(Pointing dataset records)

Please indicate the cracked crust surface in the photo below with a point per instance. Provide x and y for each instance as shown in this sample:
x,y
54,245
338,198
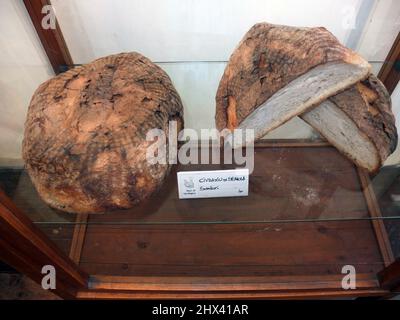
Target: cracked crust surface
x,y
267,59
85,135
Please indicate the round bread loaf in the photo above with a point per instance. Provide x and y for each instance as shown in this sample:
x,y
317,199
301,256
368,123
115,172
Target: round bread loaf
x,y
85,135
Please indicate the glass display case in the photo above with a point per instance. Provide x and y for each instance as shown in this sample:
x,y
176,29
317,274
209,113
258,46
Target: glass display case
x,y
315,223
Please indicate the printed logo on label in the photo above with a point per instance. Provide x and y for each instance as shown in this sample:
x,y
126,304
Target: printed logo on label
x,y
213,184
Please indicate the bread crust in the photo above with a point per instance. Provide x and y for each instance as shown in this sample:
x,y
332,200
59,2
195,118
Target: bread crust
x,y
85,135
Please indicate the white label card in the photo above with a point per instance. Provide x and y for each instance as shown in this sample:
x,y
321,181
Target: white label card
x,y
213,184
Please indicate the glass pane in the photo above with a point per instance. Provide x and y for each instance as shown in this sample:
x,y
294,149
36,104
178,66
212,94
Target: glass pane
x,y
310,211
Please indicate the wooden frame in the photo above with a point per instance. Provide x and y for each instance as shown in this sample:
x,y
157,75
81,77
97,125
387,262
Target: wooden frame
x,y
26,248
390,72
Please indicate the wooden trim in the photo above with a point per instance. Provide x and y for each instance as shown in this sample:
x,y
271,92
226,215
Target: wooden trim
x,y
390,71
52,40
377,222
78,238
389,278
27,249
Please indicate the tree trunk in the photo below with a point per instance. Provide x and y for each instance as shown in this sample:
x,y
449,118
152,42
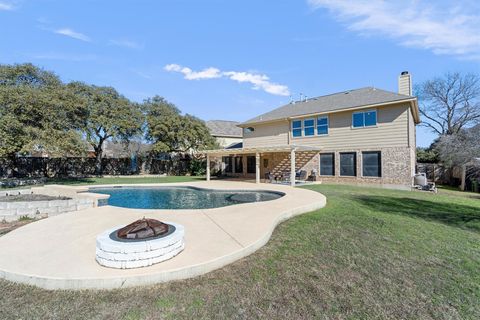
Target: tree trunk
x,y
98,160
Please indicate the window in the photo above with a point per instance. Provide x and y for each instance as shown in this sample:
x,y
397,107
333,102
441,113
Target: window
x,y
251,165
309,127
228,163
322,125
348,164
371,164
238,164
248,130
364,119
327,164
297,128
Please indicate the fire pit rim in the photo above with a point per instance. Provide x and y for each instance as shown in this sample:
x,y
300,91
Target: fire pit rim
x,y
114,237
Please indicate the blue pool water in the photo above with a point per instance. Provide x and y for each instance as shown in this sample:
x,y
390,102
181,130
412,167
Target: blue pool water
x,y
181,197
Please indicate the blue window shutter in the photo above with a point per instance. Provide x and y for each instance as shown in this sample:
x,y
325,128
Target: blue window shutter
x,y
370,118
358,120
296,124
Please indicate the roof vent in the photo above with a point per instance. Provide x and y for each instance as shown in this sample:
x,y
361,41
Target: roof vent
x,y
405,83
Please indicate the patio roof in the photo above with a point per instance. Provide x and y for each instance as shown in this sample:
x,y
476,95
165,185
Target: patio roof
x,y
271,149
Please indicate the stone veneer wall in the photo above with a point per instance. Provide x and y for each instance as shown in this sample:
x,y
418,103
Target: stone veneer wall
x,y
397,168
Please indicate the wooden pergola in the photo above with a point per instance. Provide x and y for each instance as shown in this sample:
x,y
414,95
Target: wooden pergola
x,y
257,151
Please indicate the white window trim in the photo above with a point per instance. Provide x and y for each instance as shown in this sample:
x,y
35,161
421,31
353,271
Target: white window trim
x,y
355,164
313,126
301,128
381,166
363,112
328,126
320,165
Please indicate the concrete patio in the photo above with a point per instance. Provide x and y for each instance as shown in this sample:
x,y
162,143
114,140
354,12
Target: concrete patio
x,y
59,252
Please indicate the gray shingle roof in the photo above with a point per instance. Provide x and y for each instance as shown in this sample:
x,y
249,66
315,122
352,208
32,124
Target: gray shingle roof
x,y
332,102
224,128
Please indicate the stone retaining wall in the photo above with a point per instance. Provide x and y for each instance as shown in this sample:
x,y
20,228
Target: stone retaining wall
x,y
14,210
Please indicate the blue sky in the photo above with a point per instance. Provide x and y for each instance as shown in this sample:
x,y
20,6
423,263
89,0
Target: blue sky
x,y
236,59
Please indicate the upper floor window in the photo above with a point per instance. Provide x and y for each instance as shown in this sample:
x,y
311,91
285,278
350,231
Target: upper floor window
x,y
297,128
364,119
322,125
309,127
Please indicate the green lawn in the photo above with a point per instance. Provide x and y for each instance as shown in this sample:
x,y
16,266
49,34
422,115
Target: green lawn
x,y
370,254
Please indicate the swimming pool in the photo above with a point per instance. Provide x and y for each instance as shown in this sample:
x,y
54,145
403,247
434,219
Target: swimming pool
x,y
181,197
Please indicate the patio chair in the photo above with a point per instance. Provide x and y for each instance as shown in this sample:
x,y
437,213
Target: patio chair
x,y
301,176
285,177
269,177
420,182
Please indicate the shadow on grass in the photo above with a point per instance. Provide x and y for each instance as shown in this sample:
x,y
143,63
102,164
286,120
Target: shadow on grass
x,y
68,181
463,216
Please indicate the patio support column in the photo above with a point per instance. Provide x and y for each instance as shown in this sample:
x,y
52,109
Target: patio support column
x,y
257,167
292,167
208,167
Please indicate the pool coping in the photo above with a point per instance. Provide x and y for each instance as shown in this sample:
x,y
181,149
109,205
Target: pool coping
x,y
278,212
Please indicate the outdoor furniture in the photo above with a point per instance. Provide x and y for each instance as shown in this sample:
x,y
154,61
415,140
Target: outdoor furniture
x,y
285,177
420,182
301,176
269,177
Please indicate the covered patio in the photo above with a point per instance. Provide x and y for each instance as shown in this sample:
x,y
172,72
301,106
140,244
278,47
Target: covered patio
x,y
247,162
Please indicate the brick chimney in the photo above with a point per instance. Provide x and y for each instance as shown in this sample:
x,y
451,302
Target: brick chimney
x,y
405,84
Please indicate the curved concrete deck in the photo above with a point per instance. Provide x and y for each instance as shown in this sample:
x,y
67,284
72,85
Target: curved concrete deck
x,y
59,252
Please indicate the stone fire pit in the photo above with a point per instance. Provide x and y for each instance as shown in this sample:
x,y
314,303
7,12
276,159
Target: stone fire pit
x,y
139,244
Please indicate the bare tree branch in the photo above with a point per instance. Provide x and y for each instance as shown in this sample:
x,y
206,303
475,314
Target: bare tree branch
x,y
450,103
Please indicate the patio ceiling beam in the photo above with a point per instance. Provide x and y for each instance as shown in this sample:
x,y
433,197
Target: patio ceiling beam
x,y
254,150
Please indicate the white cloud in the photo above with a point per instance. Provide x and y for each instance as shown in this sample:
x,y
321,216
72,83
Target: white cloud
x,y
208,73
443,27
5,6
64,56
72,34
126,43
259,81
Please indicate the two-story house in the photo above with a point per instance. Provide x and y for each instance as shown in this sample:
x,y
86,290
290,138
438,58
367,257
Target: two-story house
x,y
365,135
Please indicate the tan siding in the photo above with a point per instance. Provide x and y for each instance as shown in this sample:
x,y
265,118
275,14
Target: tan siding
x,y
226,141
267,135
391,131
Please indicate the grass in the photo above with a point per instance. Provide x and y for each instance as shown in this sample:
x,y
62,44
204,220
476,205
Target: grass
x,y
370,254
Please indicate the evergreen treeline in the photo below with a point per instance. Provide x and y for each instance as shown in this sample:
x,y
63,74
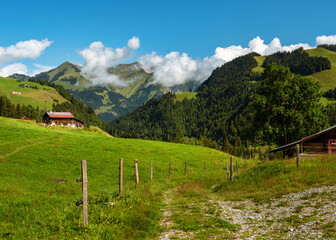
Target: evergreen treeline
x,y
76,107
331,47
224,112
331,93
299,62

- **What to work on**: Output the line containing "Please indicate the covered" along with every line after it to the end of the material, exactly as written, but without pictures.

- **Reply**:
Please indicate the covered patio in the photo above with a point per instance. Provide x and y for each instance as shown in this sample:
x,y
172,72
301,106
140,244
278,47
Target: covered patio
x,y
247,162
Please indicate the brick chimney in the photo above with a point per instance. Provide x and y for each instance as shown in this sample:
x,y
451,302
Target: brick chimney
x,y
405,84
Please indicate the curved concrete deck in the photo above with a point per instance. Provide x and y for each instance as shown in this sample:
x,y
67,284
72,85
Target: curved concrete deck
x,y
59,252
Please indicate the stone fire pit in the photo above with a point per instance. Provide x and y for each instance as shown in this sample:
x,y
314,303
7,12
276,159
Target: stone fire pit
x,y
139,244
Please indicate the bare tree branch in the photo above with a point per instance. Provide x and y for each instance as shown in this sample:
x,y
206,303
475,314
Target: bare tree branch
x,y
450,103
Please indicate the patio ceiling beam in the photo above with a point per instance. Provide x and y for each instance as shown in this sample:
x,y
433,197
Target: patio ceiling beam
x,y
254,150
Please indicate the white cloud in the photo above with a point per instance. Provide x and y for each instance as shown in this sample:
x,y
321,216
72,83
Target: white cloud
x,y
208,73
443,27
5,6
64,56
72,34
126,43
259,81
Please indicate the two-story house in the photo above with a point per instance. Provide x and y for each instance as shown in this sample:
x,y
86,290
290,138
438,58
367,257
Target: two-story house
x,y
365,135
Please indicate the tan siding in the photo above with a point per instance. Provide x and y for each instance as shown in this sample:
x,y
265,118
275,14
Target: tan siding
x,y
226,141
267,135
391,131
Please indicate the grass in the photo above with a point per instance. Provide x and y for each instance as shown in this sample:
x,y
62,44
204,220
476,205
Target: grass
x,y
370,254
Please indicate the evergreen treeline in the photo below with a point per instance. Provide x and y for each instance as shown in this sample:
x,y
63,74
Target: evergreen treeline
x,y
76,107
331,47
224,112
331,93
299,62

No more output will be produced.